▶ [ASSIGNED TASK]: Down to the last character, transcribe every record.

▶ [MATERIAL PROVIDED]:
╔══

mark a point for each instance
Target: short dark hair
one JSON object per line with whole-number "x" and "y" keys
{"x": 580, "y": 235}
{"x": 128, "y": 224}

╚══

▶ [REPLY TO THE TASK]:
mark a point for each instance
Target: short dark hair
one JSON object per line with whole-number "x" and "y" keys
{"x": 580, "y": 235}
{"x": 128, "y": 224}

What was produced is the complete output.